APPLY WHAT YOU READ:
**a.** In the DayZ classification article, will Bohemia Interactive's changes apply only to Australia?
**b.** List every company, official body, and publication named in the DayZ classification article.
**c.** Summarize the DayZ classification article in two sentences.

TEXT SHOWN:
────────────────────

Only a short week after it was revealed that DayZ has its application for classification in Australia rejected, developer Bohemia Interactive have made changes to appease the Australian Classification Board. These changes will not be region specific but will instead be made across the board to the global release of the game.
The initial reports did not state exactly what the issue was. However, most are speculating that the use of cannabis as an item used to heal players was found to be unacceptable within Australia’s rules regarding the promotion of drug use.
Speaking to Games Industry, the developers stated:
“We don't want to separate Australian players from the rest of the world, since many people play cross-region," a Bohemia spokesperson told the site. "We love that DayZ is the place to meet with friends and experience the game without dramatic regional lag. We don't want to change that.”
The decision comes at a time when other games are experiencing similar effects for the promotion of certain activities that may be against certain regional laws. Both Red Dead Redemption 2 and Grant Theft Auto V have had their online games blocked in numerous countries following the implementation of game modes that simulate gambling.

────────────────────

PROVIDED RECORDS:
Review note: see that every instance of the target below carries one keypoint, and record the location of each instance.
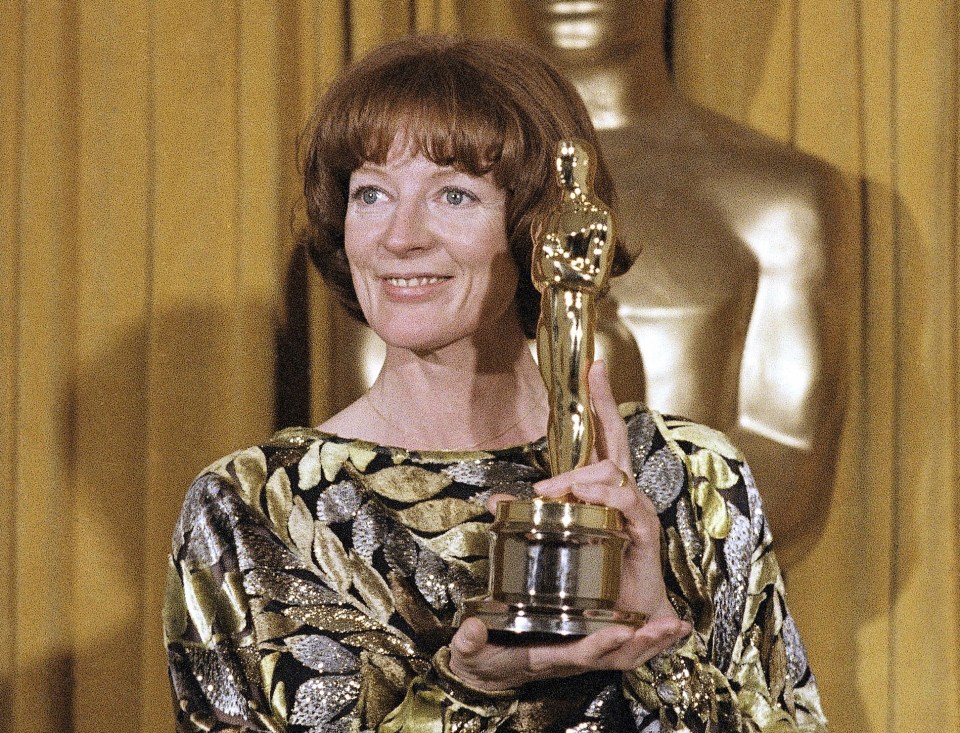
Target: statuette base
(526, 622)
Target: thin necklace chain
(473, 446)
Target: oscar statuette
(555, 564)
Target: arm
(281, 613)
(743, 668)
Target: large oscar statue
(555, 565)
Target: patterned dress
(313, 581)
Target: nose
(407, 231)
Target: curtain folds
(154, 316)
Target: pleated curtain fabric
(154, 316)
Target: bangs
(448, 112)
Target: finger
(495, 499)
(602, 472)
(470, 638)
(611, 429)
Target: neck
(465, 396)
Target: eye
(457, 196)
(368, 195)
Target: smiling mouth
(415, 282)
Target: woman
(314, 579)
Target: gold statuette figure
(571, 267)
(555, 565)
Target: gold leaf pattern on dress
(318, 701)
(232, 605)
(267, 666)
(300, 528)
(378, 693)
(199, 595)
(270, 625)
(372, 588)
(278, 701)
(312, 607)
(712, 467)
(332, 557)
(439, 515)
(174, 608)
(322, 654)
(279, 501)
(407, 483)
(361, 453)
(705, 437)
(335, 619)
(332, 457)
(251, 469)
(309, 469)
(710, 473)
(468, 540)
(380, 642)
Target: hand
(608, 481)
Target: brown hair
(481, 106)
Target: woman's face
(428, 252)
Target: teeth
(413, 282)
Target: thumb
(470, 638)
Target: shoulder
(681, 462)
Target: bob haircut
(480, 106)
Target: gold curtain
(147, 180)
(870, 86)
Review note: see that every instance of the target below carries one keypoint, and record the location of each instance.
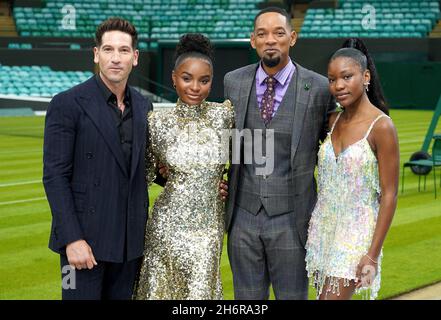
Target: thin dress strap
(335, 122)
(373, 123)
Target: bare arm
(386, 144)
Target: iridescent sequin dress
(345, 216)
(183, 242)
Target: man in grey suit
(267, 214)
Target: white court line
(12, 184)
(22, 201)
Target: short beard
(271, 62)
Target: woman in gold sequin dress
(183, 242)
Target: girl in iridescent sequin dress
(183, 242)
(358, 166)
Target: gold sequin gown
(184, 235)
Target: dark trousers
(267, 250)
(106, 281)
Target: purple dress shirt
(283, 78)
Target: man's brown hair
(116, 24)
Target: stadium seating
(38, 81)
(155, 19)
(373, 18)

────────────────────

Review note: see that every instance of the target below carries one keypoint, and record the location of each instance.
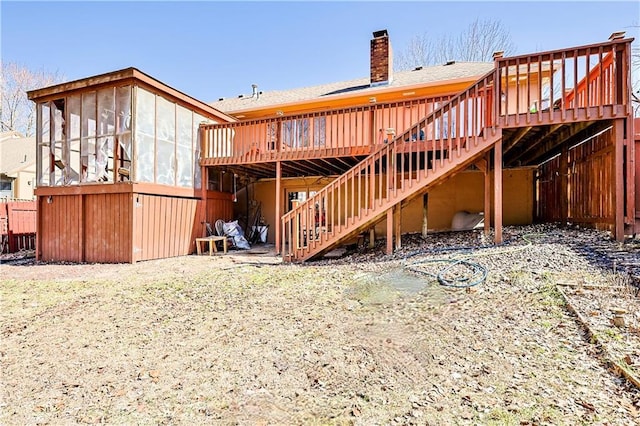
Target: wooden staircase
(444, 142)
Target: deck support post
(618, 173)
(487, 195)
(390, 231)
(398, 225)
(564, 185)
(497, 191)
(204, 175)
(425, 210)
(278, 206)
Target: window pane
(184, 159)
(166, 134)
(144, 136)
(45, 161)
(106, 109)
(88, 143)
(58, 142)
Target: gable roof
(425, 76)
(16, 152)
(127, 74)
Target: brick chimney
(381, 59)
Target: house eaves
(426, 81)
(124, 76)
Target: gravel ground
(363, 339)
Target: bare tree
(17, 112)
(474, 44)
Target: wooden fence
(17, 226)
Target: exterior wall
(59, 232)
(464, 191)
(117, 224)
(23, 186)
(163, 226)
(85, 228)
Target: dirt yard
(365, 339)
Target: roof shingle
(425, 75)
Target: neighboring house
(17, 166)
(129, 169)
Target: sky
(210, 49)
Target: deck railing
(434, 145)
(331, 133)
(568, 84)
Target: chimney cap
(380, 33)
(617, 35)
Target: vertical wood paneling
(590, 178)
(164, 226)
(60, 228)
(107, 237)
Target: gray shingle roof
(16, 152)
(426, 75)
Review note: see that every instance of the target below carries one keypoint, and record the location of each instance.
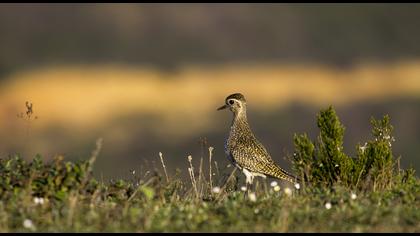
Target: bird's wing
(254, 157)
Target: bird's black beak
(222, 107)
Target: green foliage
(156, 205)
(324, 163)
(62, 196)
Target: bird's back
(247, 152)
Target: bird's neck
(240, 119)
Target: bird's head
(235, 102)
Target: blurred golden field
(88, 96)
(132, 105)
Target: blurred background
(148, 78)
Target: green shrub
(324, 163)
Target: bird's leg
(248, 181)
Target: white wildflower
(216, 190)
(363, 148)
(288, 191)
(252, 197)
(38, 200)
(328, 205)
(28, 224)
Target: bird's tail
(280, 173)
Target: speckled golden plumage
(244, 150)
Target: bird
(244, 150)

────────────────────

PER-TASK ANSWERS:
**a.** No, the changes will be made to the global release of the game.

**b.** Bohemia Interactive, the Australian Classification Board, and Games Industry.

**c.** A week after DayZ was refused classification in Australia, Bohemia Interactive made changes for the Australian Classification Board that apply to the game's global release, because the developers do not want to separate Australian players from the rest of the world. The exact issue was not stated, but most speculate that cannabis used as a healing item was found to break Australia's rules on promoting drug use.